» Exercise brief
Rewrite the records from the line containing "Please indicate the construction" through the end of the records, requests included, and shift every x and y coordinate in the answers up by 52.
┌──
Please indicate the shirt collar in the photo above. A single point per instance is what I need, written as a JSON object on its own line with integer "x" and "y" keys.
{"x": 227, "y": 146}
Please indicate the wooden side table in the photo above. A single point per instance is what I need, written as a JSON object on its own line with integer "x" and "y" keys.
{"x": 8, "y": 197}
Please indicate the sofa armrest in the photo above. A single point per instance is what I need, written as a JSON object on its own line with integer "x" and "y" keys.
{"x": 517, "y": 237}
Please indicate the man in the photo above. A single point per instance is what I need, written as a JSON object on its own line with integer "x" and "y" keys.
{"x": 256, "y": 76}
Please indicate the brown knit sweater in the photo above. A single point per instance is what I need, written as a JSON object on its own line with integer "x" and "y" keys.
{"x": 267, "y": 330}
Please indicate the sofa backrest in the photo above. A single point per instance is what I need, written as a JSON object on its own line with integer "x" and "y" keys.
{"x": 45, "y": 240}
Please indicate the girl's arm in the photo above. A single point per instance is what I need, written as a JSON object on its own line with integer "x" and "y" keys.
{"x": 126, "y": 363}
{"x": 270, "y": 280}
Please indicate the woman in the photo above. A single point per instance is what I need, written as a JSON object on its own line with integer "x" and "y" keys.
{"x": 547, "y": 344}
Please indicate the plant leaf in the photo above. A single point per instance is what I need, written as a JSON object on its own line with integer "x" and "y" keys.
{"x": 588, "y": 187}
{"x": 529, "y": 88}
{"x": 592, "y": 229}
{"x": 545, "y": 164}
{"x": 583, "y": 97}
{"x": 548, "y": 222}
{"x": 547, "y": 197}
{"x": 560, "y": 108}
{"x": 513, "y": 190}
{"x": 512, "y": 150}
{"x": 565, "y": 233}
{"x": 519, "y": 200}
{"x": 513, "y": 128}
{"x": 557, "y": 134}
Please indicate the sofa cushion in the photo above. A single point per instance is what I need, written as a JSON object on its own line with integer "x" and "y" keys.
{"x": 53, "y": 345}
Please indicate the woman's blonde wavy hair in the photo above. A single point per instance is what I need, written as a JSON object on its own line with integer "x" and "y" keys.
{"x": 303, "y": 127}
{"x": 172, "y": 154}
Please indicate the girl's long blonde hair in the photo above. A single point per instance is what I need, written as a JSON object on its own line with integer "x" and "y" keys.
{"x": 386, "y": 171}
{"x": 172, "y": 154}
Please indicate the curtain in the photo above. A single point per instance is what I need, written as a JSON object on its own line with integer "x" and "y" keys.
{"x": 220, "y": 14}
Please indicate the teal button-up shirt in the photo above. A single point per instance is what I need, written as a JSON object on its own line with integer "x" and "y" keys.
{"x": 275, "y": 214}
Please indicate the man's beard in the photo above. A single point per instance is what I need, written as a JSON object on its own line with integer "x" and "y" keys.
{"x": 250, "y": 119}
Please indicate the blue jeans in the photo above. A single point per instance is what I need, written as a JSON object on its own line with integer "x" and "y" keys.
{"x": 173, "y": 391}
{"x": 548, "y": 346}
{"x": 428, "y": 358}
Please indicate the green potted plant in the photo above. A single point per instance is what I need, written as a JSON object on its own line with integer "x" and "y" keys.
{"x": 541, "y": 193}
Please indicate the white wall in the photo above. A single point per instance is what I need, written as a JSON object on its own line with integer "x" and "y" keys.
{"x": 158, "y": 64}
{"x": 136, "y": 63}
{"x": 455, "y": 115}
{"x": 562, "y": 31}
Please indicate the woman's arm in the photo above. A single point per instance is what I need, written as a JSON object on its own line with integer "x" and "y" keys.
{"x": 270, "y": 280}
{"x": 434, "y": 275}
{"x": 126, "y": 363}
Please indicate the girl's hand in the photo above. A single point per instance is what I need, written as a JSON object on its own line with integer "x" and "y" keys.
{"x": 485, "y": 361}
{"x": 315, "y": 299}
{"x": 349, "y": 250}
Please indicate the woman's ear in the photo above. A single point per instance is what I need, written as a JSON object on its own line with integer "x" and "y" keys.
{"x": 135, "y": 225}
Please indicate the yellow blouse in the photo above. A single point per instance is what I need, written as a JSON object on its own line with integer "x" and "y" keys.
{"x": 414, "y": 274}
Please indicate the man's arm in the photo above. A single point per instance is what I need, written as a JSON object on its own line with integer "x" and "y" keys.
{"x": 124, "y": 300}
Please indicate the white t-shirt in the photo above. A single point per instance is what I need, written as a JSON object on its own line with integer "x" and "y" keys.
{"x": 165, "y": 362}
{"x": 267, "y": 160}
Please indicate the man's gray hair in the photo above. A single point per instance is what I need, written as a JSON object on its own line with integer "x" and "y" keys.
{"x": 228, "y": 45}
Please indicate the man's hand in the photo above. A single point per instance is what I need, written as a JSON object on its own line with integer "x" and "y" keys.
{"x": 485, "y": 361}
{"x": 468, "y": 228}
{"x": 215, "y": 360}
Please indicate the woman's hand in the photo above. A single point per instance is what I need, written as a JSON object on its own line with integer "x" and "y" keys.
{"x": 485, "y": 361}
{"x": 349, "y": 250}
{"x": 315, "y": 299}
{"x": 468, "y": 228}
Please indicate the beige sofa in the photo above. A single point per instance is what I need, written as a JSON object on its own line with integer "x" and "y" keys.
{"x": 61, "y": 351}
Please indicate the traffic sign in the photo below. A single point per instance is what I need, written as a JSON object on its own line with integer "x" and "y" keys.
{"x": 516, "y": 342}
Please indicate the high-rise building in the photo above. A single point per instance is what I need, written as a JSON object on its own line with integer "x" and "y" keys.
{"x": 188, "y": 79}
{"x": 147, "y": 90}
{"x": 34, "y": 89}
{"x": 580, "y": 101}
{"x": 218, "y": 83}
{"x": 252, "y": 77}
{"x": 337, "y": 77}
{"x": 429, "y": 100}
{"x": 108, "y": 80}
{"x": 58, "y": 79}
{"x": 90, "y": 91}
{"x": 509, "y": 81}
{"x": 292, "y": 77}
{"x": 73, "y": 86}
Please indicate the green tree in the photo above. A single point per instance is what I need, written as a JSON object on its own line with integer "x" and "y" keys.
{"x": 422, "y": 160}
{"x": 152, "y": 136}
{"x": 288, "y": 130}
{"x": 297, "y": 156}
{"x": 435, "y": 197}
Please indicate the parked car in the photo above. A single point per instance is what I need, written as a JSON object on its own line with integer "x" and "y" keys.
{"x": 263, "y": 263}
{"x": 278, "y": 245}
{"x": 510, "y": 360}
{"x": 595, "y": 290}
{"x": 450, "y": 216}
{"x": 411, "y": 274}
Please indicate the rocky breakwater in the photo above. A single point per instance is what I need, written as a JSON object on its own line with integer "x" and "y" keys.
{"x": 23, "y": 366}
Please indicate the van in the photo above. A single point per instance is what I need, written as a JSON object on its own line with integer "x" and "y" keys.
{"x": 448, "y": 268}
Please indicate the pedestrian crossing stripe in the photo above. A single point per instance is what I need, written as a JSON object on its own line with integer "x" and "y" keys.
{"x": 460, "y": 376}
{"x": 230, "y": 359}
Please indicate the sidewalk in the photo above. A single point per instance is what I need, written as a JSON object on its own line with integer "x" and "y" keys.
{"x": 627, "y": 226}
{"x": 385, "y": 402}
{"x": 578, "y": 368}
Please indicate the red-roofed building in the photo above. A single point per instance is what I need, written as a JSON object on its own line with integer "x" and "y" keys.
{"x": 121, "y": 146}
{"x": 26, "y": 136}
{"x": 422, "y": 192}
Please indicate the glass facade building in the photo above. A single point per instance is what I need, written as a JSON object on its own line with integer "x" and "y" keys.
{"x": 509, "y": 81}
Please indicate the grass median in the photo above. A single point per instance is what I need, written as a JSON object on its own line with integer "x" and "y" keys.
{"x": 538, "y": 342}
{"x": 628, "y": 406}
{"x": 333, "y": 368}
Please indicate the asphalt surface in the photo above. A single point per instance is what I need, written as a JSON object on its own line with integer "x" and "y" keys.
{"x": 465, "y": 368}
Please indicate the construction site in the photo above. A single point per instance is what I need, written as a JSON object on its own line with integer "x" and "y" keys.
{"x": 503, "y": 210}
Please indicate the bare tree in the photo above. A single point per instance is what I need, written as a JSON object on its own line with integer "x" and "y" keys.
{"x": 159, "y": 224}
└──
» Expected answer
Please indicate the construction site in the photo above. A single point per instance is what I need, written as a JSON object on its own line with integer "x" and "y" keys.
{"x": 555, "y": 262}
Please indicate the bare tree in the photo above. A single point per instance is what I need, written as a JSON object on its own line with integer "x" and "y" keys.
{"x": 211, "y": 276}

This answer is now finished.